**STATED EXERCISE 1**
Can you copy, word for word, the part of the family day care update that opens with "Family day care update" and closes with "through this program."?

━━━━━ PASSAGE SHOWN ━━━━━

Family day care update
The 2014 Federal Budget included changes to the Community Support Program (CSP) guidelines and eligibility criteria for services in receipt of funding through this program.
The budget papers provide the reason for changing the eligibility as:
The Government will amend the eligibility criteria for the CSP to address cost overruns and ensure consistency of access for all child care service providers. The CSP is designed to strengthen a service provider's ability to set up and run a child care service in an area where the service might not otherwise be viable. The eligibility criteria for new family day care services applying to the CSP from 1 April 2014, and existing providers from 1 July 2015, require applicants to be the only provider of family day care in the surrounding area, with weighting towards services setting up in regional and remote or disadvantaged communities. Similar criteria currently applies to participating long day care and out of school hours care providers.
The MAV has commenced discussions with the Commonwealth regarding the impacts of these changes if they go ahead, and is holding a meeting for councils involved in FDC on 17 July, from 11am – 1pm.
For more information, contact Wendy Allan.
MAV continues its advocacy on early childhood changes
The MAV has written to the Prime Minister urging him to review the changes to the Family Day Care (FDC) Community Support Program funding, and has requested that the July 2015 deadline be extended until the full impact of the changes is understood.

━━━━━ DATA SHOWN ━━━━━

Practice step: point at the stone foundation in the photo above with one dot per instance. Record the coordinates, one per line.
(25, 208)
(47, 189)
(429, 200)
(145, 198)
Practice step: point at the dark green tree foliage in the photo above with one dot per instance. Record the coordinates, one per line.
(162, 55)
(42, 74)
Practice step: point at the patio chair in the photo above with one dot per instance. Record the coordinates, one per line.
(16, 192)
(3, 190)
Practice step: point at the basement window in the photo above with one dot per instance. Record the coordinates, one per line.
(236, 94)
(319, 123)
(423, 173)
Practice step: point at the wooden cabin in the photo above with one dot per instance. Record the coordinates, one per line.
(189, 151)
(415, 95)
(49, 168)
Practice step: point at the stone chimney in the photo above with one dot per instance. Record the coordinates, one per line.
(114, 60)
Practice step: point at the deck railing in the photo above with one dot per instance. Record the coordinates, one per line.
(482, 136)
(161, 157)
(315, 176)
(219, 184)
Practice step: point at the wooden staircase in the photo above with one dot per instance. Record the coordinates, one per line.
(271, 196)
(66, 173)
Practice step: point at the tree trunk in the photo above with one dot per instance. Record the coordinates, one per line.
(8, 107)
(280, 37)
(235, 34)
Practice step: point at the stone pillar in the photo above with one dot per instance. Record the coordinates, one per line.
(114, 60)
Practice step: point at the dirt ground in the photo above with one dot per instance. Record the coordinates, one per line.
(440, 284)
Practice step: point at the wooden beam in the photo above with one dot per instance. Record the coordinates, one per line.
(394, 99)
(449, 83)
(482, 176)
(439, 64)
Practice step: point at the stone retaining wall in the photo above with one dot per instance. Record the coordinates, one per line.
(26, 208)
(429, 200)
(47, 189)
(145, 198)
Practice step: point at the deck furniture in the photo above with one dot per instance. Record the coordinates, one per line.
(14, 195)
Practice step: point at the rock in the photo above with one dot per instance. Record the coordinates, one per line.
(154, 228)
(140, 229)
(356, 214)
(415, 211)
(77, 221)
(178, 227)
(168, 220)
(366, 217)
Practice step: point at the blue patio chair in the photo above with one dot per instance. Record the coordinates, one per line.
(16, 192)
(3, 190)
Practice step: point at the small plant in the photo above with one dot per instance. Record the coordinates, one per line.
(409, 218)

━━━━━

**STATED EXERCISE 2**
Which lines of the records contain the string "chair"? Report each of them in full.

**WRITTEN RESPONSE 1**
Family day care update
The 2014 Federal Budget included changes to the Community Support Program (CSP) guidelines and eligibility criteria for services in receipt of funding through this program.

**WRITTEN RESPONSE 2**
Practice step: point at the patio chair in the photo above with one dot per instance. Record the coordinates, one per line.
Practice step: point at the blue patio chair in the photo above with one dot per instance. Record the coordinates, one per line.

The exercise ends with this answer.